(WHAT THIS TASK INVOLVES) Copy out only the lines from the one holding "out the leafy" through the one holding "Target: bush", inclusive. Replace "bush" with "shrub" wherever it occurs, and leave everything else unchanged.

BEGIN DATA SHOWN

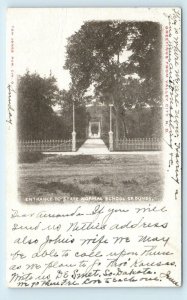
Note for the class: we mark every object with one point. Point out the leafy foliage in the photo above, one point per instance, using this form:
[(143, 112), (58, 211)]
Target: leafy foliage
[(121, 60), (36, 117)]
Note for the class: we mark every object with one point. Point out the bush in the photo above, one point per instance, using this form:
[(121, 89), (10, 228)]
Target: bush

END DATA SHOWN
BEGIN DATA SHOWN

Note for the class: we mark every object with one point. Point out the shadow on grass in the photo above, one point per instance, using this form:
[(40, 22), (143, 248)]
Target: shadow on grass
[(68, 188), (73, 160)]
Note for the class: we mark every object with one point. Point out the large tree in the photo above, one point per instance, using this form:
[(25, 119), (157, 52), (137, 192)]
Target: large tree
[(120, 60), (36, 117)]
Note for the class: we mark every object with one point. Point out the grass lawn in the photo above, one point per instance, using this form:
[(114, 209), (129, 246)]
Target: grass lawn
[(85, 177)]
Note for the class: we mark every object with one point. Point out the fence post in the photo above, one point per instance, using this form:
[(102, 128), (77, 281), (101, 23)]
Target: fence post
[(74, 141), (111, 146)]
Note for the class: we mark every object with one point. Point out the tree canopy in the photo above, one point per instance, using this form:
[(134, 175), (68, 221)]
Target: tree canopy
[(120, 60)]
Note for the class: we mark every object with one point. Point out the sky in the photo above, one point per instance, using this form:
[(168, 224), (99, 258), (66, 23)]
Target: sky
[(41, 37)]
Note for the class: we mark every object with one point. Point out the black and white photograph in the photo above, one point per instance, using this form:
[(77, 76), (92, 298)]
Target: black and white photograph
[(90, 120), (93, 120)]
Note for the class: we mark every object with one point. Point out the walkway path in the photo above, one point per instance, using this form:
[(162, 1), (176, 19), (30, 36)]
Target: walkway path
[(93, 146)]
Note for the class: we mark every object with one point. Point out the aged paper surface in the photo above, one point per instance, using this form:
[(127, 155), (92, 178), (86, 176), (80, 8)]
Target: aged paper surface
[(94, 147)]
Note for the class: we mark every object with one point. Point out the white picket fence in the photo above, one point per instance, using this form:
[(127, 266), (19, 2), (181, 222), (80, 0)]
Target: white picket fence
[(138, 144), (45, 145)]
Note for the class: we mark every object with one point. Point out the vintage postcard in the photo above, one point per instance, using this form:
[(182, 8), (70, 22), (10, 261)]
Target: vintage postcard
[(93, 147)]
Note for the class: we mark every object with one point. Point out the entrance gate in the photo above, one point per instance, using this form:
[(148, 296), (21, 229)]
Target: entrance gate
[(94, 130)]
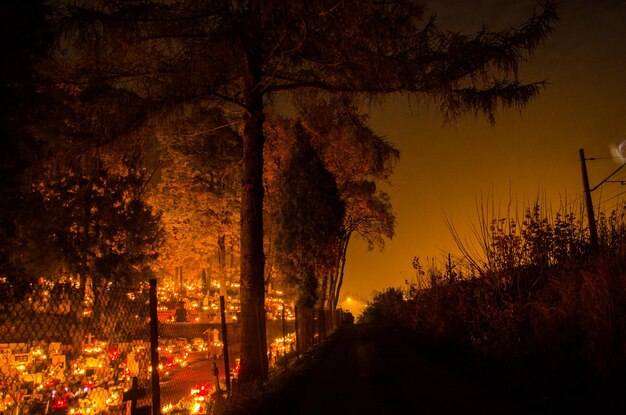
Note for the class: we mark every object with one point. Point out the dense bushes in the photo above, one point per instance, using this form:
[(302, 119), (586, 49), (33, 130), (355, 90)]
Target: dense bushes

END DATA SHOWN
BEGIN DATA SHOWN

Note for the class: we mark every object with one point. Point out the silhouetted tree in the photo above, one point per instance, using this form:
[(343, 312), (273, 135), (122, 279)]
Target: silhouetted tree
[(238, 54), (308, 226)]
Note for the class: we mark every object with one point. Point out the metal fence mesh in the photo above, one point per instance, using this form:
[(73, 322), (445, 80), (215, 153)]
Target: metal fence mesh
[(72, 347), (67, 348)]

END DATA SHOWN

(CORRECT RESPONSE)
Note for the class: we mark every object with one point. Point out the leafy foliage in the photo above, one point per instance, using this form:
[(143, 112), (58, 211)]
Target: leafy foliage
[(121, 60), (36, 117)]
Note for the class: we mark every object with one point. Point out the shrub in the photo above, one point per instance, using this form:
[(121, 89), (10, 228)]
Target: shrub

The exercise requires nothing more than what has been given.